→ Source extract
BERLIN (Reuters) - As the European Union squabbled over refugees, Greek bailouts and austerity in past years, it showed striking unity in another area: its resolve to punish Russia for the annexation of Crimea and support of separatists in eastern Ukraine.
That consensus was possible because German Chancellor Angela Merkel was able to keep Russia-friendly members of her own government on-side and convince skeptical EU states like Slovakia, Hungary and Italy to back extensions of the bloc’s economic and financial sanctions against Moscow.
Another six month extension seems likely to be agreed on Tuesday. But that cannot hide the fact that the mood in Berlin is shifting. And with that shift, the first real cracks are emerging in the European consensus on how to deal with Russian President Vladimir Putin.

(Records contained in a dataset)
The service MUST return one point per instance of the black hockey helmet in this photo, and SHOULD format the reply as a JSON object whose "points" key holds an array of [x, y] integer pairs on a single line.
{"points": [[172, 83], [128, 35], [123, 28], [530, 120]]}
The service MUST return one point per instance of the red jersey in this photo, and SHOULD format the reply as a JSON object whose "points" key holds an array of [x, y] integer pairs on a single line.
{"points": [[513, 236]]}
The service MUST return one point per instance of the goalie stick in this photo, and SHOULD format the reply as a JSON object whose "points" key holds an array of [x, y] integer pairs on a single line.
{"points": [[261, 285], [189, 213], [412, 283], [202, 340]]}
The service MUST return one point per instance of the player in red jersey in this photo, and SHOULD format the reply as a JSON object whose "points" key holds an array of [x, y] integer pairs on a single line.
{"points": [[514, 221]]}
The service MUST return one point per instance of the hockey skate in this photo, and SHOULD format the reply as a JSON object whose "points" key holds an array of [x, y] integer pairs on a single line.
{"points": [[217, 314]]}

→ Work request A
According to the news extract on EU sanctions against Russia, which skeptical EU states did Angela Merkel convince to back extensions of the sanctions?
→ Work request B
Continue the news extract on EU sanctions against Russia from the point where it ends.

→ Exercise result A
Slovakia, Hungary and Italy.

→ Exercise result B
In recent weeks, as NATO advanced plans to deploy battalions along Russia’s western border, Russian athletes were banned from the Olympic Games over doping and Moscow was threatened with ejection from the European soccer championships because of violent fans, officials in Berlin have begun to express concern that ties with Moscow could suffer irreparable damage.
Coupled with these fears has been growing frustration with the government in Ukraine and its struggles to implement its side of the Minsk peace deal by pushing through a law that would allow elections to take place in the disputed east.
More generally, some German and European officials have begun questioning how many fronts Europe can afford to fight at a time when the bloc faces major threats like Brexit, attacks from Islamic State militants and the simmering refugee crisis.
“People are tired of confrontation with Russia. They don’t like the tensions and they see that Ukraine is not delivering enough on the reform front,” said Ulrich Speck, a senior fellow at the Transatlantic Academy in Washington.
“When you’re confronted with ISIS, Putin doesn’t look so bad. Because of this fatigue, there is a growing risk that the anti-sanctions camp grows stronger,” Speck said, a view also expressed by officials in the United States, which has imposed its own sanctions on Russia over Ukraine.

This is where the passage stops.